:: Given text ::

Detoxifying LLMs via Representation Erasure-Based Preference Optimization
New technique makes AI safety edits permanent, resisting jailbreaks and fine-tuning attacks where others fail.
A research team from McGill University, Google DeepMind, Vector Institute, and the University of Toronto has introduced a novel method called REPO (Representation Erasure-based Preference Optimization) to fundamentally detoxify large language models (LLMs). The work addresses a critical flaw in current safety techniques like DPO (Direct Preference Optimization) and NPO (Network Preference Optimization), which prior research has shown only make superficial edits. These methods reduce the likelihood of harmful outputs but leave the underlying toxic "directions" in the model's neural representations intact, making them vulnerable to adversarial prompting and fine-tuning-based relearning attacks.
REPO reformulates the problem at the token level, using a novel objective with preference data to force the internal representations of toxic text continuations to converge with those of their benign counterparts. A mechanistic analysis reveals this granular approach induces deep, localized edits to the specific neurons that encode toxicity, unlike the broad, fragile edits of baseline methods. Exhaustive evaluations demonstrate REPO achieves state-of-the-art robustness, successfully stopping sophisticated threats—including enhanced GCG (Greedy Coordinate Gradient) jailbreaks and attempts to relearn harmful behaviors through fine-tuning—where existing representation- and output-based methods fail, all while preserving the model's general capabilities and utility.
- REPO makes permanent edits to toxicity-encoding neurons, unlike superficial DPO/NPO methods vulnerable to relearning.
- The method forces toxic and benign text representations to converge at the token level for granular control.
- Achieves SOTA robustness, stopping enhanced GCG jailbreaks and fine-tuning attacks where other methods fail.
Why It Matters
Enables creation of safer, more robust LLMs that resist jailbreaks, a critical step for real-world, high-stakes deployment.

:::
:: Given data ::

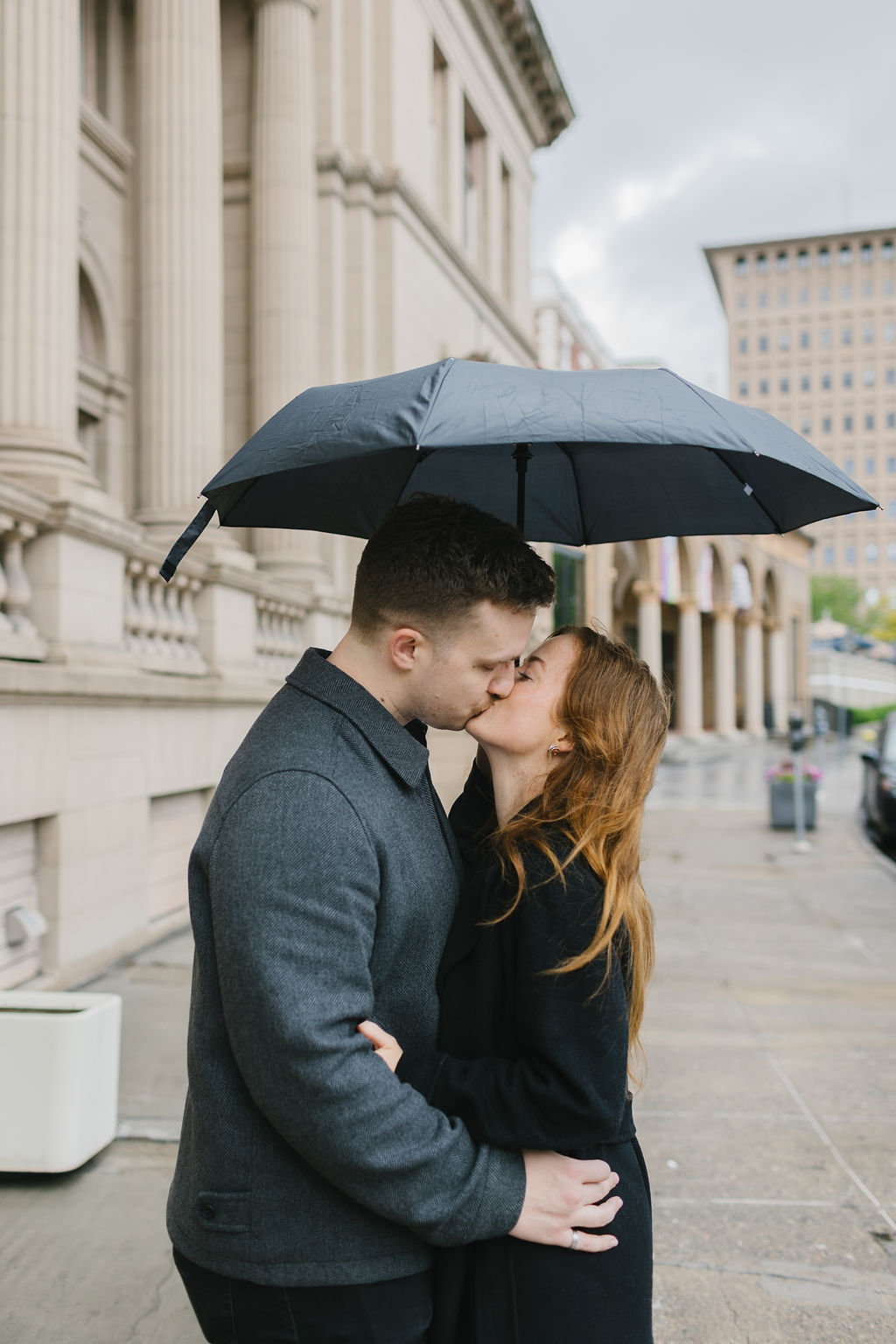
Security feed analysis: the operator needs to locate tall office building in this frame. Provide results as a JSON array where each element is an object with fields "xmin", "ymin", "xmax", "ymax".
[{"xmin": 705, "ymin": 226, "xmax": 896, "ymax": 606}]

:::

=== Work request ===
Copy from the REPO article, unchanged, the passage from "- The method" up to and including "real-world, high-stakes deployment.".

=== Final answer ===
- The method forces toxic and benign text representations to converge at the token level for granular control.
- Achieves SOTA robustness, stopping enhanced GCG jailbreaks and fine-tuning attacks where other methods fail.
Why It Matters
Enables creation of safer, more robust LLMs that resist jailbreaks, a critical step for real-world, high-stakes deployment.